─── EXCERPTED PASSAGE ───

Experiments with chunking!

In [None]:
textlong = '''
State Small Business Credit Initiative 

Data Definitions 

 
• state_id  

Abbreviation of state participating in SSBCI. 

• state_name  
Name of state participating in SSBCI. 

• year_reported  
Year of Annual transaction reporting. 

• program_name  
The name of the state’s program that Treasury approved for participation in SSBCI. 

• program_type  
The program types or program type corresponding to the SSBCI-approved program. 

• unique_id 
An alphanumeric or numeric code that is unique to each transaction in the state. 

• disbursement_date  
The date of the loan/line of credit or investment closing. 

• loan_investment_amount  
The principal amount of the loan or investment supported with SSBCI funds.  This amount does 
not include any subsequent private financing associated with the loan or investment and any 
private financing associated with, but separate from, the SSBCI-supported loan or investment. 

• ssbci_original_funds  
SSBCI original funds expended. For CAP programs, this is the amount paid out of SSBCI funds to 
cover the Approved State Program's contribution to the CAP reserve fund. For Loan 
Participation or 'direct lending programs', this is the amoutn paid out of SSBCI dollars, of the 
Approved State Program’s participation in the loan. If the deal is structured as two companion 
loans - one from the private sector, and one (upon which private sector financing is contingent) 
from the Approved State Program - then it is the value of the SSBCI-supported companion loan. 
For Loan Guarantee programs, this is the amount, paid for out of SSBCI dollars, actually set aside 
to cover the guarantee obligation. For Collateral Support programs, this  is the amount set aside 
to cover the collateral support obligation. For VC programs, this is the amount invested by state-
run venture capital program, or a fund in which the state-run venture capital program has 
invested, using SSBCI funds. 

• nonprivate_amount  
The amount of any public subsidy associated with the enrolled loan or investment that is from 
any source other than SSBCI. 



• concurrent_private_financing  
The amount of any private financing associated with, but separate from, the enrolled loan or 
SSBCI-supported investment. 

• borrower_insurance_premium  
Required only for CAP programs. This is the amount paid by the borrower to cover the 
borrower’s contribution to the CAP reserve fund.

───

PROBLEMS AND TASKS:
**1)** Copy the stretch of the SSBCI data definitions from "Abbreviation of state" through "participation in SSBCI.".
**2)** Based on the SSBCI data definitions, explain in one to three sentences what ssbci_original_funds records when a deal is structured as two companion loans.
**3)** Please extend the SSBCI data definitions beyond their final entry, borrower_insurance_premium.

─── ENTRIES SUPPLIED ───

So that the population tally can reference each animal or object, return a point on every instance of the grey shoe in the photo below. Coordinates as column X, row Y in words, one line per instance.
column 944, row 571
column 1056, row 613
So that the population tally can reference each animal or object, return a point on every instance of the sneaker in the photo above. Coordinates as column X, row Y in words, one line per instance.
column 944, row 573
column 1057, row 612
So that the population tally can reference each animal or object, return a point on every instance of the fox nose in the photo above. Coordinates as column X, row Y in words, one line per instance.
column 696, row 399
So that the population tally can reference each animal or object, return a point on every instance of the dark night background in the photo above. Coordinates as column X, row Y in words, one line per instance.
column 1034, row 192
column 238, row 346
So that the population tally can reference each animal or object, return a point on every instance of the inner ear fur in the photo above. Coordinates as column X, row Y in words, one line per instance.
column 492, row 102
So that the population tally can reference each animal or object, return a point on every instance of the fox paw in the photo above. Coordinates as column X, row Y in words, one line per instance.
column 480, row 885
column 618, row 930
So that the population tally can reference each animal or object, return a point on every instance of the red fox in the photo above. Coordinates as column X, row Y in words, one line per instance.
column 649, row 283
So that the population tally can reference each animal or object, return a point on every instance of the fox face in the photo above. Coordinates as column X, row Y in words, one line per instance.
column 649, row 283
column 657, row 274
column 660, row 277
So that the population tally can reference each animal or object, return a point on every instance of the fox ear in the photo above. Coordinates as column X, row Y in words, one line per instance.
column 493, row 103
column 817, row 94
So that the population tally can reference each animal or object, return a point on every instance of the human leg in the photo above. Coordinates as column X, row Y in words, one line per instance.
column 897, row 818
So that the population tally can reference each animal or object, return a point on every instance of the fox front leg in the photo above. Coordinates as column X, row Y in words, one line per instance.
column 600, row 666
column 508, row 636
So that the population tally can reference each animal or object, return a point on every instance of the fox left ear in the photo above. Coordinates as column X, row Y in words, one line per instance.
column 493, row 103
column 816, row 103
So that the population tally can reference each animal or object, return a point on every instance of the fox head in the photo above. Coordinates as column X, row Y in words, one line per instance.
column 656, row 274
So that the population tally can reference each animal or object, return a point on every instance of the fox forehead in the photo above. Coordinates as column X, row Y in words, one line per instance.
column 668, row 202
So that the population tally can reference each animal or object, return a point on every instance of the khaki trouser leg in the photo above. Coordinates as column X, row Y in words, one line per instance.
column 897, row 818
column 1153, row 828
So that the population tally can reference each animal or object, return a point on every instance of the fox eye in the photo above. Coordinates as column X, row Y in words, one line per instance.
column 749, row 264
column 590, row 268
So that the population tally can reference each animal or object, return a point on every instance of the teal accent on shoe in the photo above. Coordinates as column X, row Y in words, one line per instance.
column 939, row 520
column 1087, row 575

───

ANSWERS FOR THE EXERCISE:
**1)**
Abbreviation of state participating in SSBCI. 

• state_name  
Name of state participating in SSBCI. 

• year_reported  
Year of Annual transaction reporting. 

• program_name  
The name of the state’s program that Treasury approved for participation in SSBCI.

**2)** It records the value of the SSBCI-supported companion loan. That is the loan from the Approved State Program, on which the private-sector companion loan's financing is contingent.

**3)**
• lender_insurance_premium  
Required only for CAP programs. This is the amount paid by the lender to cover the lender’s 
contribution to the CAP reserve fund. 

• guaranteed_amount  
Required only for Loan Guarantee programs. This is the full value of the loan guarantee. 

• collateral_support  
Required only for Collateral Support programs. This is the full amount of the collateral support 
obligation. 

• ssbci_recycled_funds  
The funds used for this loan or investment that came to the state in the form of program 
income, interest earned, or principal repayments and funds that have been previously loaned or 
invested. 

• subsequent_private_financing 
The total amount of private financing received after closing that is caused by, or resulting from, 
the initial SSBCI-supported financing.  Applicable only to loan participation and venture capital 
programs. 
 

• census_tract  
The census tract of the eligible small business receiving the SSBCI loan or investment. 
 

• zip_code  
The 5-digit zip code of the eligible small business receiving the SSBCI loan or investment. 
 

• metro_type  
The “metro”/ “non-metro” designation of the county of investment as defined by the Office of 
Management and Budget (OMB) based on the 2010 Census Survey. Counties containing a core 
urban area of 50,000 or more in population are designated as metropolitan (“metro”), and all 
other counties (micropolitan or rural) as non-metropolitan (“non-metro”). 
 

• LMI_type  
LMI indicates census tracts that fall in the “Low and Moderate Income” categorizations, base on 
the 2010 Census Bureau's 5-year American Community Survey.  "Low income” households earn 
less than 50 percent of area median income. “Moderate income” households earn between 50 
percent and 80 percent of area median income. Non-LMI indicates an income level greater than 
80% of the area median income. 



• revenue  
The borrower’s/investee’s annual revenues for the most recent fiscal year as of the reporting 
year end. 
 

• full_time_employees  
The borrower’s/investee’s Full Time Equivalent employees, rounded to the nearest whole 
number, at the time of loan or investment closing. 
 

• naics_code  
The 2012 North American Industry Classification System (NAICS) codes for the 
borrower’s/investee’s industry. 
 

• year_incorporated  
The year the business was incorporated.  If the business had not been incorporated, this is the 
year the business opened. 
 

• jobs_created  
The number of new Full-Time Equivalent jobs expected to be created as a direct result of the 
loan or investment. These jobs must be expected to materialize in no more than 2 years from 
the date of the loan or investment closing. 
 

• jobs_retained  
The number of Full-Time Equivalent (FTE) jobs retained as a direct result of the loan or 
investment. For all start-up companies receiving SSBCI investments, this must be zero. 
 

• trans_type  
Indicates whether the transaction is a loan or investment.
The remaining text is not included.